[Source data Boundary: Start]

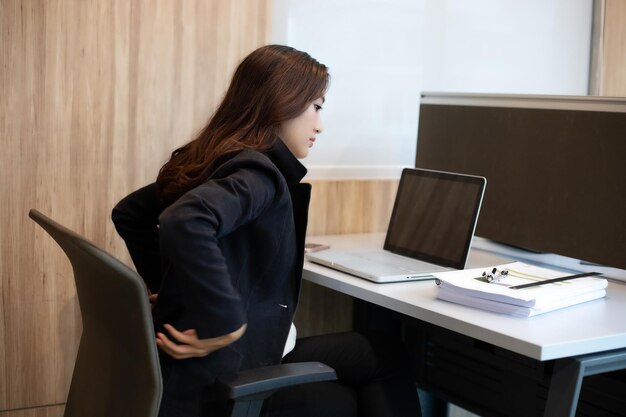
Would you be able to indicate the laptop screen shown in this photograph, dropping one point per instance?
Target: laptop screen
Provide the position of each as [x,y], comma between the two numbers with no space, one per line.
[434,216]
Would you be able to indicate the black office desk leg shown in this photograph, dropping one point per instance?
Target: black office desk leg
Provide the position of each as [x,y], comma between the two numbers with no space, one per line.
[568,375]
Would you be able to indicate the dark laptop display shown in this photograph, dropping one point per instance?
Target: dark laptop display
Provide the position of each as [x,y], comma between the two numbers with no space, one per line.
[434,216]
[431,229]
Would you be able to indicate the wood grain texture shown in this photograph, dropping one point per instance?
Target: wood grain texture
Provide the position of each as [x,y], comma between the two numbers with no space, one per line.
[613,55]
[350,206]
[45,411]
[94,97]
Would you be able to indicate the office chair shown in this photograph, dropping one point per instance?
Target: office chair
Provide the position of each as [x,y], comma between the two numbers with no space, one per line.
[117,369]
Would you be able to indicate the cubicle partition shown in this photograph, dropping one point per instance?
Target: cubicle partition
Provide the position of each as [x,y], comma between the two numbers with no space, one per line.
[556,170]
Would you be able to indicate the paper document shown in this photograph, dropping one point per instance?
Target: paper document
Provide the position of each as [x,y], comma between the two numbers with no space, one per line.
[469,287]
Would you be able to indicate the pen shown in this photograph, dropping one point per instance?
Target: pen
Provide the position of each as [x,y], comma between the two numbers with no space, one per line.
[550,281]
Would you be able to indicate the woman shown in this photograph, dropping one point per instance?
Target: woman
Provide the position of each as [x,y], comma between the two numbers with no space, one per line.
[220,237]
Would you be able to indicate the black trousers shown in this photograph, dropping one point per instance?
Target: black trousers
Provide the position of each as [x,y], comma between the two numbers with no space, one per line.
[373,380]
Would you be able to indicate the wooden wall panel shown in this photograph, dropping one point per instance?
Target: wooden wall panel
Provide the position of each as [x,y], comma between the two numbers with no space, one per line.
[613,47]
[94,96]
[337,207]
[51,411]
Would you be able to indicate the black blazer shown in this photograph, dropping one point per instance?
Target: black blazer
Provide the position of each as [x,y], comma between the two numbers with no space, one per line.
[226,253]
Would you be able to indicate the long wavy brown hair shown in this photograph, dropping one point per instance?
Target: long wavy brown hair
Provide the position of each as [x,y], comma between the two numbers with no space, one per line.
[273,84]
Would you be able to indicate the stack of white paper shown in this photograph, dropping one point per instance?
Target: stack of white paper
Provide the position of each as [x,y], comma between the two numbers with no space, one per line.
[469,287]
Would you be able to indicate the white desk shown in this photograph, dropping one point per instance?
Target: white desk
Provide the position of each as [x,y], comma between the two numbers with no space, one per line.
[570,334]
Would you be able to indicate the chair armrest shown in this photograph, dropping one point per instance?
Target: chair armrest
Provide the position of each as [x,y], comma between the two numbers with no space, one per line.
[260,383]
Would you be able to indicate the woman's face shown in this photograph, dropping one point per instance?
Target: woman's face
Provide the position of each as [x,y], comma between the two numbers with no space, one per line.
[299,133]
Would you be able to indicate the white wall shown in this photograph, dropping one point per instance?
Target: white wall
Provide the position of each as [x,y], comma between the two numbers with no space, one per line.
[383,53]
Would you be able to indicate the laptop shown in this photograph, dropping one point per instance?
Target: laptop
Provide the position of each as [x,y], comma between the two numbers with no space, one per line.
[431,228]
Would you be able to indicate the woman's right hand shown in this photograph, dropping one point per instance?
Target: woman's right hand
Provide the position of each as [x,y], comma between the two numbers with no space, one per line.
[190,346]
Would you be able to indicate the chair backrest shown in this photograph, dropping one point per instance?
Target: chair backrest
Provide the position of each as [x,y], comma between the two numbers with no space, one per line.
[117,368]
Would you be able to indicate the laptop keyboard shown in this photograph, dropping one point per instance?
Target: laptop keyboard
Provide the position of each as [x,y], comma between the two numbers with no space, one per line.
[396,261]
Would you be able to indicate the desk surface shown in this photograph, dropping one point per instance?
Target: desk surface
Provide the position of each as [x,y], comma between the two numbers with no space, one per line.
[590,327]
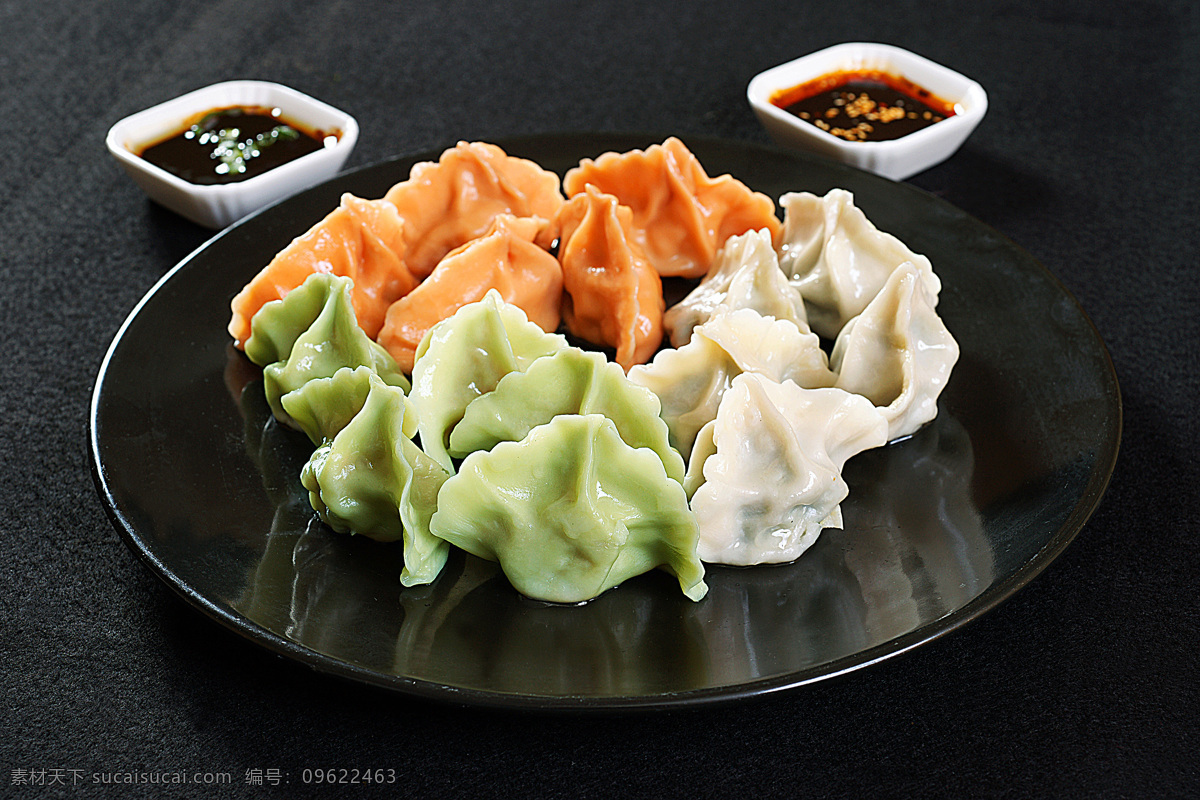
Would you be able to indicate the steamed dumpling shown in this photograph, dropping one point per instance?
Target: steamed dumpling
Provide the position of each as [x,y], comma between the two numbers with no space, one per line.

[Source data Boundary: End]
[Source data Boundary: Start]

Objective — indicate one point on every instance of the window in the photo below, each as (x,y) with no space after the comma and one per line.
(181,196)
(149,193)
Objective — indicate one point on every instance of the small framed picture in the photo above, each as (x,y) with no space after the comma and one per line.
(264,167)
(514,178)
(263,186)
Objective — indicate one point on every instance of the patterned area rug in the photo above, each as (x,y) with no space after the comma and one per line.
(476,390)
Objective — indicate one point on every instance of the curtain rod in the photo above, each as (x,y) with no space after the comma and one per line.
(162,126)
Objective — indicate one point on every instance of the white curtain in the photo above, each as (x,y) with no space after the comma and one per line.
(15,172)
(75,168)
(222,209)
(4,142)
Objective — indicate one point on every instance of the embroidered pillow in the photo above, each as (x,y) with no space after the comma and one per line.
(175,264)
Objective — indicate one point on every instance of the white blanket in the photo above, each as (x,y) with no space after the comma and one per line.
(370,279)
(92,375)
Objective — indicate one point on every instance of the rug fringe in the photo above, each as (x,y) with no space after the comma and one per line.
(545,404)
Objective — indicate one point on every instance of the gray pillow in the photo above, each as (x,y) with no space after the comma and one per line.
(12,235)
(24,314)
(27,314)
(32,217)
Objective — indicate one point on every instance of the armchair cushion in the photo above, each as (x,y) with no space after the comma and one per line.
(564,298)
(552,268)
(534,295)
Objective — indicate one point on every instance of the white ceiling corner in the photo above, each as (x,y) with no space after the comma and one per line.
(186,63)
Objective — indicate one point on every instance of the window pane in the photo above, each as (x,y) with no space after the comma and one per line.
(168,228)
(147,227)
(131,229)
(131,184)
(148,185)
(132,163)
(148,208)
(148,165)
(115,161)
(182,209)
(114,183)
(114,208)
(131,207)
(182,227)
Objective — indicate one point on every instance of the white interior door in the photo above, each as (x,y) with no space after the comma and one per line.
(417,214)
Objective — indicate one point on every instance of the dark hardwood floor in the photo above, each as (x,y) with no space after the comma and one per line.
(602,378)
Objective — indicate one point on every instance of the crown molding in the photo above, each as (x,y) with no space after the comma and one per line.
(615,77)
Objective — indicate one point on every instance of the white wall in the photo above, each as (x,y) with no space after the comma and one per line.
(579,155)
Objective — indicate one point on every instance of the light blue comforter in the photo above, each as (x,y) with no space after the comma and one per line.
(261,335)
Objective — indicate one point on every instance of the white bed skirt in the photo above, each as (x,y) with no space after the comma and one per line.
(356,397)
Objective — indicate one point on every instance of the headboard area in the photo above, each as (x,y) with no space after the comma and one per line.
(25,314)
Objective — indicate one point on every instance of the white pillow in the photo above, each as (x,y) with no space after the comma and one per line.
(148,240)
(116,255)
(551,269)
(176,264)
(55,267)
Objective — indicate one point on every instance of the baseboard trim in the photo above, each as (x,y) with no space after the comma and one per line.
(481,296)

[Source data Boundary: End]
[Source data Boundary: Start]

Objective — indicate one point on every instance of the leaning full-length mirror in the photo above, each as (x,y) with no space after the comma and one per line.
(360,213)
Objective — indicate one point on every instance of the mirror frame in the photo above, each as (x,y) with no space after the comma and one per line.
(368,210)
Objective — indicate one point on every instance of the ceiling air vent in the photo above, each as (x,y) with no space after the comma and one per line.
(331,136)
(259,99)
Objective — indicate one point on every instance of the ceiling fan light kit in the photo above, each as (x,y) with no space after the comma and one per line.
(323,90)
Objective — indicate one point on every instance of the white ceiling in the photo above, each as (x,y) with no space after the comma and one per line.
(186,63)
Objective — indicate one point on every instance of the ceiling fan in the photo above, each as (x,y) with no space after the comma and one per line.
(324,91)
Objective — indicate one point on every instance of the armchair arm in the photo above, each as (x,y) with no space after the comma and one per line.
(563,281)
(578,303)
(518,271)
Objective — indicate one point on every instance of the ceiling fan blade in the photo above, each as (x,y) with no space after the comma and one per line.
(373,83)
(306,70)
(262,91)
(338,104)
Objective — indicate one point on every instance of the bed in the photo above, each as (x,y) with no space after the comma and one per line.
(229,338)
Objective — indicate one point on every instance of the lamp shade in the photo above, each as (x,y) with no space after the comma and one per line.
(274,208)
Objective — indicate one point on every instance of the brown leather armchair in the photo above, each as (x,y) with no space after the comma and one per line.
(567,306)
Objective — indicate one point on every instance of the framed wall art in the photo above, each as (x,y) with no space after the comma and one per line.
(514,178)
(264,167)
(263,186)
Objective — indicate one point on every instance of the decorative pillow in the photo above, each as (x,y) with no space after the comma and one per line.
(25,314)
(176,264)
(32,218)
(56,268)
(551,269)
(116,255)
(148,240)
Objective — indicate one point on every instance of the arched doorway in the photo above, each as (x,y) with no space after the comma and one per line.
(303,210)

[Source data Boundary: End]

[Exercise directions]
Check the data above line by line for the word "panel". State only how many lines contain it.

[Problem solution]
2